- Written exercise: Rewrite the material below as a numbered list with one line per item, skipping any blank lines.

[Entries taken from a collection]

● ● ● ● ●

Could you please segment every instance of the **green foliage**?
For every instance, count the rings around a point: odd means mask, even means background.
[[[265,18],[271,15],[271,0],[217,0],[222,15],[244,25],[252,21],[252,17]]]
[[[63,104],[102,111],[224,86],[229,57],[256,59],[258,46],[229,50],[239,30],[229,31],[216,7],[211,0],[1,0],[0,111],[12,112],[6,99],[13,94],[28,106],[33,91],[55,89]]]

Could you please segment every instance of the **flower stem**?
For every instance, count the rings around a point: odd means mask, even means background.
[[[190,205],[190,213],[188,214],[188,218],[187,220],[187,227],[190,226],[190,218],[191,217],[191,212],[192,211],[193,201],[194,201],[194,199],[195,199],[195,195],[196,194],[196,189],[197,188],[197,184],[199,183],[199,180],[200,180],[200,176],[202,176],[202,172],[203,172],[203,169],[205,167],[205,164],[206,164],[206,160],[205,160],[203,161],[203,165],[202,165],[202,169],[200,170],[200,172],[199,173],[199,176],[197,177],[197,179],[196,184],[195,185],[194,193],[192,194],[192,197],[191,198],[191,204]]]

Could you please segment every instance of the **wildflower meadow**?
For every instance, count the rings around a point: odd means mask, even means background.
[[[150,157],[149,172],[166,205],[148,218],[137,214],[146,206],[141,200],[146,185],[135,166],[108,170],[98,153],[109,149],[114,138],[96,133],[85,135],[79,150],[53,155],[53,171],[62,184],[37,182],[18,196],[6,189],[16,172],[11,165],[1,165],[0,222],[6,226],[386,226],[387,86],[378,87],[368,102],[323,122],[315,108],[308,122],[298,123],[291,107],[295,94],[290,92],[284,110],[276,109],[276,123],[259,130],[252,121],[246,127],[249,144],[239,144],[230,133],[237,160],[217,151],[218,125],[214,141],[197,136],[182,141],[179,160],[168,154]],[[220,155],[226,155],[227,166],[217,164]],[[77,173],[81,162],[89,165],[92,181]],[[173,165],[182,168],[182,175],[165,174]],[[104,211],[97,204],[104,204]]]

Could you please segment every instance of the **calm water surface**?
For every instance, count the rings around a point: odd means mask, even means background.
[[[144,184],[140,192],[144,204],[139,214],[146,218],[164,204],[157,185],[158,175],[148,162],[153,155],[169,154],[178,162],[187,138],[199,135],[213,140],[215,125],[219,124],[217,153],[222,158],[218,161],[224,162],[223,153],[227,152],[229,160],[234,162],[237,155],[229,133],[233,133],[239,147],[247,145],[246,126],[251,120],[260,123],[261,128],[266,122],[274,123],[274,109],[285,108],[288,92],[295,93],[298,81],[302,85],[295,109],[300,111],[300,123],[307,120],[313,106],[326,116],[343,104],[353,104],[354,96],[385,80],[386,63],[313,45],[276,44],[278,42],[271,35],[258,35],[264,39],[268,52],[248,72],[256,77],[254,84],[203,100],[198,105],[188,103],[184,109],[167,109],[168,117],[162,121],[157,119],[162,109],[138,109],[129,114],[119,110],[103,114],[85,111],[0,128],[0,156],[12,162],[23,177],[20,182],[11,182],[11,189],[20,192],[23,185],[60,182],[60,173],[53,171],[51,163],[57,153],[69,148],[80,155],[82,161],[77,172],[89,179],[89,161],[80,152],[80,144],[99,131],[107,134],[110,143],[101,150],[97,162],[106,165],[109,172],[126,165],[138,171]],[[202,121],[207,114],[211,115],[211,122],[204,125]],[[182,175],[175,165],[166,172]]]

● ● ● ● ●

- Task solution:
1. Could you please segment every instance of the **green foliage**?
2. For every instance, count the rings around a point: odd means mask, even means background.
3. [[[265,18],[271,15],[271,0],[217,0],[222,15],[244,25],[252,21],[252,17]]]
4. [[[63,104],[102,111],[224,86],[229,57],[256,59],[258,46],[229,50],[239,30],[229,31],[216,7],[211,0],[1,0],[0,111],[12,112],[6,99],[13,94],[28,106],[33,91],[55,89]]]
5. Could you please segment every instance of the **flower stem**?
6. For every instance, count the rings around a point: odd means mask, even means background.
7. [[[190,205],[190,213],[188,214],[188,218],[187,220],[187,227],[190,226],[190,218],[191,217],[191,212],[192,211],[193,201],[194,201],[194,199],[195,199],[195,195],[196,194],[196,189],[197,188],[197,184],[199,183],[199,180],[200,180],[200,176],[202,176],[202,172],[203,172],[203,169],[205,167],[205,164],[206,164],[206,160],[205,160],[203,161],[203,165],[202,165],[202,169],[200,170],[200,172],[199,173],[199,176],[197,177],[197,179],[196,184],[195,185],[194,193],[192,194],[192,197],[191,198],[191,204]]]
8. Could you please segment every instance of the **wildflower meadow**?
9. For every instance, count the rings around a point: odd means mask, even means background.
10. [[[150,157],[149,172],[166,205],[148,218],[137,214],[146,206],[141,200],[146,185],[135,166],[108,170],[98,153],[109,149],[114,138],[96,133],[85,135],[79,150],[53,155],[53,171],[62,184],[37,182],[18,196],[6,189],[16,172],[11,165],[1,165],[0,222],[6,226],[386,226],[387,86],[378,87],[368,102],[323,122],[315,108],[308,122],[298,123],[291,107],[295,94],[290,92],[284,110],[276,109],[276,123],[259,130],[252,121],[246,127],[249,144],[239,144],[230,133],[237,160],[217,151],[218,125],[214,141],[197,136],[182,141],[179,160],[168,154]],[[220,155],[226,155],[227,166],[217,164]],[[77,173],[81,162],[89,165],[92,181]],[[173,165],[182,168],[182,175],[165,174]],[[104,211],[97,204],[104,204]]]
11. Could you please segment every instance of the **calm water surface**?
12. For every instance, count the rings around a point: odd means mask, even means background.
13. [[[144,184],[140,192],[144,204],[139,214],[146,218],[164,204],[157,185],[158,175],[148,162],[153,155],[169,154],[178,162],[187,138],[199,135],[213,140],[215,125],[219,124],[217,153],[222,158],[218,161],[224,162],[223,153],[227,152],[229,160],[234,162],[237,155],[229,133],[233,133],[239,147],[247,145],[246,126],[251,120],[260,123],[261,128],[266,122],[274,123],[274,109],[285,108],[288,92],[295,93],[298,81],[302,85],[295,109],[300,111],[300,123],[307,120],[313,106],[326,116],[343,104],[353,104],[354,96],[385,80],[386,63],[313,45],[276,44],[278,42],[271,35],[258,35],[264,39],[268,52],[248,72],[256,77],[254,84],[203,100],[198,105],[188,103],[184,109],[167,109],[168,117],[162,121],[157,119],[162,109],[138,109],[129,114],[119,110],[103,114],[85,111],[0,128],[0,156],[12,162],[23,177],[20,182],[11,182],[11,189],[20,192],[23,185],[60,182],[60,173],[53,171],[51,163],[57,153],[69,148],[80,155],[82,161],[77,172],[89,179],[89,161],[80,152],[80,144],[99,131],[107,134],[110,143],[101,150],[97,162],[106,165],[109,172],[126,165],[138,171]],[[202,121],[207,114],[211,115],[211,122],[204,125]],[[182,175],[175,165],[166,172]]]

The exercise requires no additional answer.